___ PASSAGE FOR REVIEW
The systematic deconstruction of those elements that have brought us, as a nation, global respect, continues unabated through the attack ads and inflammatory language he has employed over the course of the leaders’ debates and interviews with various news outlets. The damage he has done over the last decade or so has tarnished our image – and we are letting him get away with it.

For the price of some savings come tax time and an illusion of ‘national security’.

‘Paid not to listen’, indeed.

We are a little over two weeks away from a day of vital importance to all who call themselves ‘Canadian’.

I’ve seen an encouraging ramp-up of pleas pitched to those that are too-frequently under-represented in the voting booths. There are movements afoot pushing for voter presence from among our indigenous peoples (and what group, as a whole, have been treated as dismissively by this government?) and our young people (despite the fact that residency regulations make it difficult for those university students, away from their regular places of residence, to vote while at school).

A Canadian expat, unable (like Donald Sutherland– one of my favourite Canadians) to vote since he lives outside of Canada, has registered to run against Harper in his Calgary riding. While the ridiculous rule has been in place since 1993, Harper is the first to require that Elections Canada actually enforce it. Seems like even some from among his traditional power base aren’t completely happy about that particular policy…

Wake me up when things get started
When everything starts to happen

It’s happening. And we’re running out of time.

My features form with a change in the weather
Weekend, we can work it out
My features form with a change in the weather
Weekend, we can work it out

When the wind blows, when the mothers talk
When the wind blows
When the wind blows, when the mothers talk
When the wind blows, we can work it out

It’s not that you’re not good enough
It’s just that we can make you better
Given that you pay the price
We can keep you young and tender

Following the footsteps of a funeral pyre
You were paid not to listen now your house is on fire

Wake me up when things get started
When everything starts to happen

My features form with a change in the weather
Weekend, we can work it out
My features form with a change in the weather
Weekend, we can work it out

Some of us are horrified
Others never talk about it
But when the weather starts to burn
Then you’ll know that you’re in trouble

Following the footsteps of a soldier girl
It is time to put your clothes on and to face the world

Don’t you feel your luck is changing
When everything starts to happen
Put your head right next to my heart
The beat of the drum is the fear of the dark

My features form with a change in the weather
Weekend, we can work it out
My features form with a change in the weather
But in the weekend never, there’s a change in the weather
We can work it out

When the wind blows, when the mothers talk
When the wind blows
When the wind blows, when the mothers talk
When the wind blows, we can, only we can work it out 

Roland Orzabal said this about his lyric: “The song stems from two ideas. One is something that mothers say to their children about pulling faces. They say the child will stay like that when the wind changes. The other idea is inspired by the anti-nuclear cartoon book When the Wind Blows by Raymond Briggs.”
______
WORK REQUEST A:
According to the post, since what year has the rule keeping Canadians who live outside Canada from voting been in place?
WORK REQUEST B:
Copy the stretch of the post from "The systematic deconstruction" through "to listen’, indeed.".
WORK REQUEST C:
Which people does the post mention by name?
___ EXTRACTED MATERIAL
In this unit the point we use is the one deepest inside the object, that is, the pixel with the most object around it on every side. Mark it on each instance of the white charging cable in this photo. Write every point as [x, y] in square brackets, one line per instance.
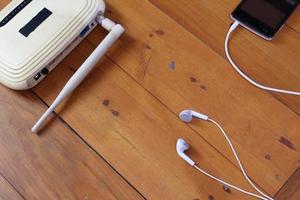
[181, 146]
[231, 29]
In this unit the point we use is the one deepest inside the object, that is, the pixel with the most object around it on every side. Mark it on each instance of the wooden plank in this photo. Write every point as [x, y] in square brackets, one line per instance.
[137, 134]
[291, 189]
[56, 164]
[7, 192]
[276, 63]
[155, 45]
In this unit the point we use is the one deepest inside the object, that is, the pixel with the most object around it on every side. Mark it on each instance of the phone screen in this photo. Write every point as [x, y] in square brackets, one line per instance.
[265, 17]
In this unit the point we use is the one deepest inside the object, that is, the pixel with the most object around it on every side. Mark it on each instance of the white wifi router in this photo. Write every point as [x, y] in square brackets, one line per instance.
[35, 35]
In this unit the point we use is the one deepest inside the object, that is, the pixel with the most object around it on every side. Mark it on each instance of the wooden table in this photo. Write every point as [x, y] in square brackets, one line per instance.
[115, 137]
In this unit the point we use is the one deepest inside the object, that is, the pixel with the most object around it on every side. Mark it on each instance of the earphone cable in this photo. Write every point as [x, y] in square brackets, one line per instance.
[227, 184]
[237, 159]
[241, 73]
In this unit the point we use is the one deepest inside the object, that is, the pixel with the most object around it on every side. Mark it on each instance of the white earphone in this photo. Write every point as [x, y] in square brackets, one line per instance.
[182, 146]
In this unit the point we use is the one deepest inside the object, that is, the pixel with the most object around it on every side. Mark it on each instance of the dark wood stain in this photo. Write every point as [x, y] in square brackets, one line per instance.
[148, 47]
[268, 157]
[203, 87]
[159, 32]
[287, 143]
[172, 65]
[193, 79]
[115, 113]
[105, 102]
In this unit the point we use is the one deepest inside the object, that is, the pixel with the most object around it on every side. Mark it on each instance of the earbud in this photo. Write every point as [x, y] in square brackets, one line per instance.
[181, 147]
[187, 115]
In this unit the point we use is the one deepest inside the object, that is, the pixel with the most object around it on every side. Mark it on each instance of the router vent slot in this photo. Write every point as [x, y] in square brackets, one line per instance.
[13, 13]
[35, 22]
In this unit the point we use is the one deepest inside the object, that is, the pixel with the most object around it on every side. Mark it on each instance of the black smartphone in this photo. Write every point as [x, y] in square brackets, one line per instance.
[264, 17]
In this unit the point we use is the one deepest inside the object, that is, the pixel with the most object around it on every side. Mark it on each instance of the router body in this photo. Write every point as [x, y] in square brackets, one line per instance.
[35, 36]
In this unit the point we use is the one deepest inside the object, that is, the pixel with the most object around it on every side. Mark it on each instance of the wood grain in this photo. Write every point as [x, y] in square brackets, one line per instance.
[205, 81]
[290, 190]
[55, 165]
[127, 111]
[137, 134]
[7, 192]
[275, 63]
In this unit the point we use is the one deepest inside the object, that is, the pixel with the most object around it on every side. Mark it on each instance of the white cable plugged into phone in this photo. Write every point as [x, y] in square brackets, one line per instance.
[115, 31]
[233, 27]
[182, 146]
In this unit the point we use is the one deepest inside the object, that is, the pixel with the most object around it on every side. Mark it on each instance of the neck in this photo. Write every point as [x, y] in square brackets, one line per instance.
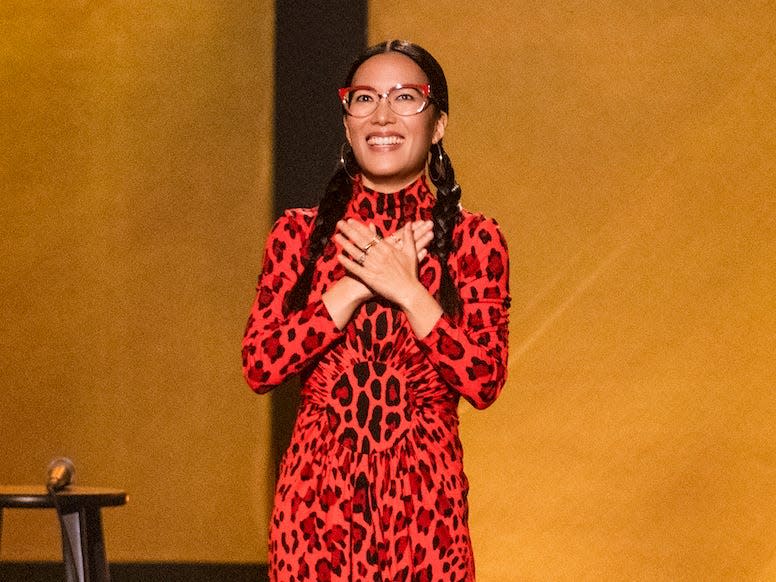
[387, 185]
______
___ EXTRACTED MATERIAL
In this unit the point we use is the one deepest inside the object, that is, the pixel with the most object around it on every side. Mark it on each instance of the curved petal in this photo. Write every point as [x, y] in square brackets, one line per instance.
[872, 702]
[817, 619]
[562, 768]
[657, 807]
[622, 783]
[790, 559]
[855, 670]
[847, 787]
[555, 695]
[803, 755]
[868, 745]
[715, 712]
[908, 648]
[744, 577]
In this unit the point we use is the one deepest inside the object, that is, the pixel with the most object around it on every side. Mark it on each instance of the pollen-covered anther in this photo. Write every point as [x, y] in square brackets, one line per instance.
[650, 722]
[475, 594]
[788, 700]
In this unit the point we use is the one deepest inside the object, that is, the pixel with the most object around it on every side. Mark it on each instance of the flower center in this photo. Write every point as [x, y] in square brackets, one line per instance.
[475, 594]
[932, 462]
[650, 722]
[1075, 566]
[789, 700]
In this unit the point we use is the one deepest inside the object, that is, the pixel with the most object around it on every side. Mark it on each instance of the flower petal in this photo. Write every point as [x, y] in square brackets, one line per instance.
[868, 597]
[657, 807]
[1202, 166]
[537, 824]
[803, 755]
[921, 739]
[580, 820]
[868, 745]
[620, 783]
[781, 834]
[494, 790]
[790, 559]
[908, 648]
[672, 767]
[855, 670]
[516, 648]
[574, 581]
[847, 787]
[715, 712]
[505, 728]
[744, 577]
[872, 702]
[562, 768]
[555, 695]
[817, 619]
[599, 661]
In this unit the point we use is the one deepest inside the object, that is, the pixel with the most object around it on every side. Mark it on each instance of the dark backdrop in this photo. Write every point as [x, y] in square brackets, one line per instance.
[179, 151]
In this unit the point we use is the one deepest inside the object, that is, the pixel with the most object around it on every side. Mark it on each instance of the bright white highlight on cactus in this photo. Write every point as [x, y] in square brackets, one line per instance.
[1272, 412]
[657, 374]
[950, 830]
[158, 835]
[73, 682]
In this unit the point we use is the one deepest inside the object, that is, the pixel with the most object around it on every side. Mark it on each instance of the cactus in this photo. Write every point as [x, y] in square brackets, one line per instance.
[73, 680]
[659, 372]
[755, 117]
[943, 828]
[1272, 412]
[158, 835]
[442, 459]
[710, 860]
______
PROBLEM SOLUTION A:
Since 1993.

PROBLEM SOLUTION B:
The systematic deconstruction of those elements that have brought us, as a nation, global respect, continues unabated through the attack ads and inflammatory language he has employed over the course of the leaders’ debates and interviews with various news outlets. The damage he has done over the last decade or so has tarnished our image – and we are letting him get away with it.

For the price of some savings come tax time and an illusion of ‘national security’.

‘Paid not to listen’, indeed.

PROBLEM SOLUTION C:
Donald Sutherland, Harper, Roland Orzabal, Raymond Briggs